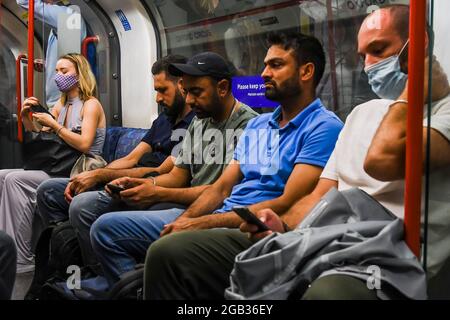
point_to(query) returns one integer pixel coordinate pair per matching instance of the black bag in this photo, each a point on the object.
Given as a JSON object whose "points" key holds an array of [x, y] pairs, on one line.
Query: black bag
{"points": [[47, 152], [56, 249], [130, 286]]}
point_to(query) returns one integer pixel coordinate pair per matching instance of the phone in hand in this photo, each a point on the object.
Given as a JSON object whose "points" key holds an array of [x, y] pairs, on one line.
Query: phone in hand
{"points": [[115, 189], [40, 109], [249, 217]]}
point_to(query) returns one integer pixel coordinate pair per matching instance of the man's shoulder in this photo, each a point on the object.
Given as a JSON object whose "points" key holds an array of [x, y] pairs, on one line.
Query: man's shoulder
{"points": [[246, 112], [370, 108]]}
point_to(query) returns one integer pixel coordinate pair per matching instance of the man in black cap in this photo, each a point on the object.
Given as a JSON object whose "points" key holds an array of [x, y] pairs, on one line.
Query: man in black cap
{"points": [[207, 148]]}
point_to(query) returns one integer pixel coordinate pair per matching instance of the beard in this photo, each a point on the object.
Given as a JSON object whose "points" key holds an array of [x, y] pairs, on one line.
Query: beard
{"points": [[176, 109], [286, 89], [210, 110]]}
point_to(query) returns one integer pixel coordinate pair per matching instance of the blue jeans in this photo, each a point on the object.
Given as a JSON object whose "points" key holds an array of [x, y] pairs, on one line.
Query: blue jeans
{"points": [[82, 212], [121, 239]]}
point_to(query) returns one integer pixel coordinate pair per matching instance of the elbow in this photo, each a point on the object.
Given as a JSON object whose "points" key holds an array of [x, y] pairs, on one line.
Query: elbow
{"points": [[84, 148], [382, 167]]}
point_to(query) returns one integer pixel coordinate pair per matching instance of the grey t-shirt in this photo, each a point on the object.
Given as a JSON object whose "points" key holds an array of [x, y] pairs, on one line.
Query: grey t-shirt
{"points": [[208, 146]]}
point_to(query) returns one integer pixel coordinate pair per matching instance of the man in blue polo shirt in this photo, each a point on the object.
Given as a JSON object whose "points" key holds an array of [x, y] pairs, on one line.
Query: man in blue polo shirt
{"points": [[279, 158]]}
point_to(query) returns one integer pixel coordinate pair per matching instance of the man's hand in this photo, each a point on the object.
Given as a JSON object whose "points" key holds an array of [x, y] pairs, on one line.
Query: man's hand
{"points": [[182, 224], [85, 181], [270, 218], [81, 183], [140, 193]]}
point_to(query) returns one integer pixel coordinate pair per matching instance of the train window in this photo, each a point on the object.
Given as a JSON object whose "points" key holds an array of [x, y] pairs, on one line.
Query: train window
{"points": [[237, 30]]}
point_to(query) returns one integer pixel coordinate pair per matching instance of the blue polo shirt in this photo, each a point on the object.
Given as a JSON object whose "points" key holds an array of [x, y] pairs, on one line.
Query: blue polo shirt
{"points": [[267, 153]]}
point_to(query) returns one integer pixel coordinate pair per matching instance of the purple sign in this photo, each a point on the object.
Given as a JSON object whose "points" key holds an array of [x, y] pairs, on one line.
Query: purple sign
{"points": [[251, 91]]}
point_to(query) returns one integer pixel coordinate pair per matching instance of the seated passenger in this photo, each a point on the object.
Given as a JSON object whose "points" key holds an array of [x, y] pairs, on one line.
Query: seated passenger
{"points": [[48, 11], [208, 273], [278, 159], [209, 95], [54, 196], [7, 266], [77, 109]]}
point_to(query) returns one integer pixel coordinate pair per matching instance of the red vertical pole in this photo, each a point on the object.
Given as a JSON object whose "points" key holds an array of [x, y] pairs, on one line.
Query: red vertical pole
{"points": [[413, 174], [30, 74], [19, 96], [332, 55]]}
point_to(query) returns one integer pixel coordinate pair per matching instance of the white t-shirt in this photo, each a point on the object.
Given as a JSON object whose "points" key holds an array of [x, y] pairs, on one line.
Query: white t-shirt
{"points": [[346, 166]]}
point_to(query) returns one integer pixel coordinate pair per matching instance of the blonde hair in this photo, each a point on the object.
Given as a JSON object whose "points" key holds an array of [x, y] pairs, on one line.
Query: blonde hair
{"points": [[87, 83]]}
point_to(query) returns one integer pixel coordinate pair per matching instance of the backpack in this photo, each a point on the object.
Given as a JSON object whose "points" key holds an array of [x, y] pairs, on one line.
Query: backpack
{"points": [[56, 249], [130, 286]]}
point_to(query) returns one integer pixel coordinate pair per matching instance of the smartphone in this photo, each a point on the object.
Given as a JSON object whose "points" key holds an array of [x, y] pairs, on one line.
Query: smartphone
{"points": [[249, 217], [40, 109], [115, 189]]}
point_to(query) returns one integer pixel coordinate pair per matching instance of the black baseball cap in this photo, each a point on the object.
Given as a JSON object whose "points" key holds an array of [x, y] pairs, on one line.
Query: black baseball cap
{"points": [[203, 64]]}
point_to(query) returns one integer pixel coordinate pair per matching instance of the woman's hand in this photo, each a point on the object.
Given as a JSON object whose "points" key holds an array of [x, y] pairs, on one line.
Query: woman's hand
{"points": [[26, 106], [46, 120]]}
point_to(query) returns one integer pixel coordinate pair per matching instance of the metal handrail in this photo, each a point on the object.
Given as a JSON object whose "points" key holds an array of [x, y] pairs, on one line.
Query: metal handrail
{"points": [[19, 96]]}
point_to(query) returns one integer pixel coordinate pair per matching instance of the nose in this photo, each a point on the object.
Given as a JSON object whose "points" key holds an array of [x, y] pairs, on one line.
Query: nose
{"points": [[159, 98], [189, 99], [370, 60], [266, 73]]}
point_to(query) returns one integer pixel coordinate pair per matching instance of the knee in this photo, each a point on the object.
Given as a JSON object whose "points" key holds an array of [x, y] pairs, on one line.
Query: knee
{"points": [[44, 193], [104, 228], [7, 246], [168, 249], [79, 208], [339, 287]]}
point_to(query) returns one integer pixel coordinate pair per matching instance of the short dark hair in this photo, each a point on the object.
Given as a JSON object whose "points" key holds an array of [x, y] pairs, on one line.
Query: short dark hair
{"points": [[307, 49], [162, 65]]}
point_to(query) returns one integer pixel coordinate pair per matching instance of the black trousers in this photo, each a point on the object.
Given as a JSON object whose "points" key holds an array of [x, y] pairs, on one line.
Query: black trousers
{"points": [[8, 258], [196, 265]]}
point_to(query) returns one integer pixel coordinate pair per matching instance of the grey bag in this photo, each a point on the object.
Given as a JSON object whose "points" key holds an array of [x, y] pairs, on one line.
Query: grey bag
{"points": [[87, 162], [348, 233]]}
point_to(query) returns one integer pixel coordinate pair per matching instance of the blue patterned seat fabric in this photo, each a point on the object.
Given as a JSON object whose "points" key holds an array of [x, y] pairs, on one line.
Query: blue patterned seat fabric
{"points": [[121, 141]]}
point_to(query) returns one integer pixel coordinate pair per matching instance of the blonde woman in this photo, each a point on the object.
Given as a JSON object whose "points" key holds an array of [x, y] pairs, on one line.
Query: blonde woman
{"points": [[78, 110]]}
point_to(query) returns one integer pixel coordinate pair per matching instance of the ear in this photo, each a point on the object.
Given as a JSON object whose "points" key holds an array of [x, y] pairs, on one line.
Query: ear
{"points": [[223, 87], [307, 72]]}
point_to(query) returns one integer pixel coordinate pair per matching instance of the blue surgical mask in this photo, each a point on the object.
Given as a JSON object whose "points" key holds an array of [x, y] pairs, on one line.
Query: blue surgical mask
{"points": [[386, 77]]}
• • •
Considering only the material above, set down every line from the one with "of the train" to the one with "the blue polo", inclusive, exactly as written.

point_to(query) returns one integer pixel coordinate pair per matching instance of the train window in this photo, each a point on the object.
Given as a JSON object whose "points" key holds an array of [x, y] pairs, on one line.
Query: train window
{"points": [[237, 30]]}
point_to(query) returns one integer pixel coordinate pair per matching instance of the blue polo shirt in this photo, each a point on the object.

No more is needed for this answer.